## PAGE EXTRACT
Earlier today, in federal court in Central Islip, Tommy Constantine was sentenced by United States Circuit Judge Joseph F. Bianco to 10 years’ imprisonment for stealing millions of dollars raised from Long Island residents and professional athletes that were intended for investment in land developments in Hawaii and a start-up credit card business based in Arizona, among other purposes. Constantine and coconspirator Phillip Kenner were convicted at trial in July 2015. Constantine was convicted of one count of conspiracy to commit wire fraud, five substantive counts of wire fraud, and one count of conspiracy to commit money laundering. The Court entered a forfeiture money judgment in the amount of approximately $8.5 million and ordered that Constantine forfeit all his right, title and interest in specific assets, including an oceanfront resort in Mexico, real property in Hawaii and a Falcon 10 jet airplane, and ordered restitution in the amount of $5.2 million. On October 5, 2020, Judge Bianco sentenced Kenner to 17 years’ imprisonment. The Court has scheduled a restitution proceeding for Kenner on November 18, 2020.
Seth D. DuCharme, Acting United States Attorney for the Eastern District of New York, William F. Sweeney, Jr., Assistant Director-in-Charge, Federal Bureau of Investigation, New York Field Office (FBI), and Jonathan D. Larsen, Special Agent-in-Charge, Internal Revenue Service-Criminal Investigation (IRS-CI), announced the sentence.
“For years, Constantine and his coconspirator abused the trust that these victims placed in them, stealing their hard-won earnings and diverting millions of dollars for their own use. When the investors started asking questions, rather than come clean, Constantine doubled down, re-victimizing the victims by convincing them to put even more good money in their bad hands. The jury’s verdict, and the Court’s sentences, reaffirm that greed-fueled crime will not pay off for fraudsters in the end,” stated Acting United States Attorney DuCharme. Mr. DuCharme expressed his grateful appreciation to the FBI and IRS, the agencies responsible for leading the government’s investigation.

## DATA SUPPLIED
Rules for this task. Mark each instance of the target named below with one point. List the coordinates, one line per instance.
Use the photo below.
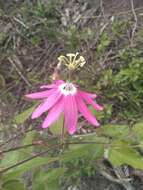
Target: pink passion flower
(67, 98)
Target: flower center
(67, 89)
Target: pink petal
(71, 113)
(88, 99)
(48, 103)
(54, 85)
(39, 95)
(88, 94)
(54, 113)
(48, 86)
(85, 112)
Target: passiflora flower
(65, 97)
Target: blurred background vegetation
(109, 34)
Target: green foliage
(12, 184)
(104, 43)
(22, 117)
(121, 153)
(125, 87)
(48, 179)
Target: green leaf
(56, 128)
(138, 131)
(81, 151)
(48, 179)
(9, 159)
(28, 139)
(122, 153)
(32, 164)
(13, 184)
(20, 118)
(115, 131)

---

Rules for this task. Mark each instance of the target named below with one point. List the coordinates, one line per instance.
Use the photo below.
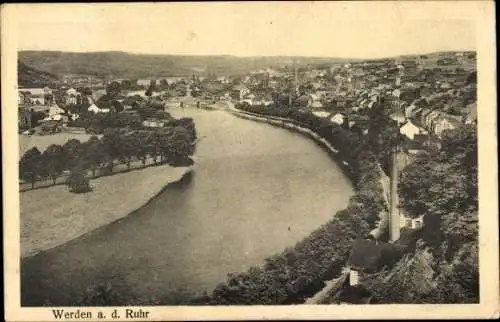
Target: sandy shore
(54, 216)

==

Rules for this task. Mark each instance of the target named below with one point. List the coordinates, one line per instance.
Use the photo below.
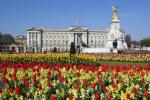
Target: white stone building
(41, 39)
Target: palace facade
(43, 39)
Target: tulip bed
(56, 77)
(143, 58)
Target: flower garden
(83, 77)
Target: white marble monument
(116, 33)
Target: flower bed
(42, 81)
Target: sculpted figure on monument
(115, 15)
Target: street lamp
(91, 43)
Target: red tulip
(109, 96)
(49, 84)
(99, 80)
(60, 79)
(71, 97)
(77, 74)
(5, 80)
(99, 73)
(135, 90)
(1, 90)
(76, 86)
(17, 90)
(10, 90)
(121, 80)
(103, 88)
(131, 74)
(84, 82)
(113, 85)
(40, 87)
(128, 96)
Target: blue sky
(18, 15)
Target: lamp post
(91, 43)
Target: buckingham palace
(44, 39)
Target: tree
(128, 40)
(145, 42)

## YOUR TASKS
(a) According to the sentencing announcement, why did Mr. DuCharme express his appreciation to the FBI and IRS? Answer in one to three sentences.
(b) Reproduce word for word the part of the sentencing announcement that begins with the words containing "Seth D. DuCharme, Acting" and ends with "announced the sentence.".
The rows come from a separate source and have no connection to the sentencing announcement.

## WRITTEN RESPONSES
(a) He thanked the FBI and IRS because they were the agencies responsible for leading the government's investigation.

(b)
Seth D. DuCharme, Acting United States Attorney for the Eastern District of New York, William F. Sweeney, Jr., Assistant Director-in-Charge, Federal Bureau of Investigation, New York Field Office (FBI), and Jonathan D. Larsen, Special Agent-in-Charge, Internal Revenue Service-Criminal Investigation (IRS-CI), announced the sentence.